### DATA LINES:
- - - - -
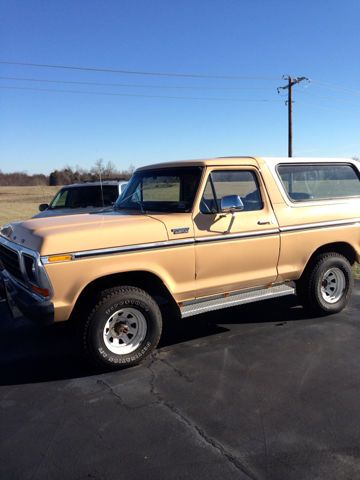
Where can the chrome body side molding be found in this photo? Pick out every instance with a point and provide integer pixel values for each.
(219, 302)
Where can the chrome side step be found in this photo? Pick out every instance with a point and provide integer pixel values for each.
(196, 307)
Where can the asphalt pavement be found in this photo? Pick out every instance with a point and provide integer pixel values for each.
(262, 391)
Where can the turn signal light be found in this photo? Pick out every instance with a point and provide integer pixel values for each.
(41, 291)
(59, 258)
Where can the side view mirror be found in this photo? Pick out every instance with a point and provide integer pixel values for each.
(231, 204)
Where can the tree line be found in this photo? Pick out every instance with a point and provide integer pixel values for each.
(67, 175)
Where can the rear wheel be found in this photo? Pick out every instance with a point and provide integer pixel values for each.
(326, 287)
(123, 328)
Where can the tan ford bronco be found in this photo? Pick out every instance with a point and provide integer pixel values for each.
(186, 238)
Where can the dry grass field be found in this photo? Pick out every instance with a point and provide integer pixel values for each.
(20, 203)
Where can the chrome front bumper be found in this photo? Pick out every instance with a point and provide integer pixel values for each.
(19, 299)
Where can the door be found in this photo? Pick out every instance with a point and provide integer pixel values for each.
(239, 249)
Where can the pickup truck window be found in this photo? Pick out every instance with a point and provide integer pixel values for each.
(162, 190)
(85, 196)
(228, 182)
(319, 182)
- - - - -
### TASK DESCRIPTION:
Write out each entry exactly as given, omitting any picture.

### RESULT OF THE TASK:
Where can the chrome body side molding be found in this photo? Pick out every instance with a point and provide integer pixel values for each.
(219, 302)
Where can the chrome side step be found in this photo? Pick out every instance with a point and provide integer pixel values for each.
(196, 307)
Where can the asphalt pavement be found in this photo? Pick out every instance with a point and provide integer pixel values for each.
(262, 391)
Where can the turn signal light be found in this photo? Pick out every instance with a point and provide integer pixel values for each.
(41, 291)
(59, 258)
Where can the side view mirror be found in this photo? Pick out every instance with a point and provide integer pixel values for each.
(231, 204)
Where can the tree line be found in this photo? Pick out every instance with a point and provide integer pixel values for each.
(67, 175)
Where can the rear wheel be found in this photo? Pick out every instance with a point and provide integer pixel values for each.
(326, 287)
(123, 328)
Where can the tan ford bronco be found in this photo? Pick out every instance with a point and provide integer pixel values for each.
(186, 238)
Where can the dry grass field be found in this photo? Pick out every instance with a point and provide integer pixel values for each.
(20, 203)
Where can the chrome front bumper be found in this photo? Pick out every instance with a point and provide integer pixel values for each.
(19, 299)
Where can the door be found in this photo? Pick out every instance with a point and provide integer pixel values for each.
(239, 249)
Where can the pickup truck window be found in this photo? Pick out every instance with a point and provide integer pixel values for each.
(162, 190)
(85, 196)
(228, 182)
(319, 182)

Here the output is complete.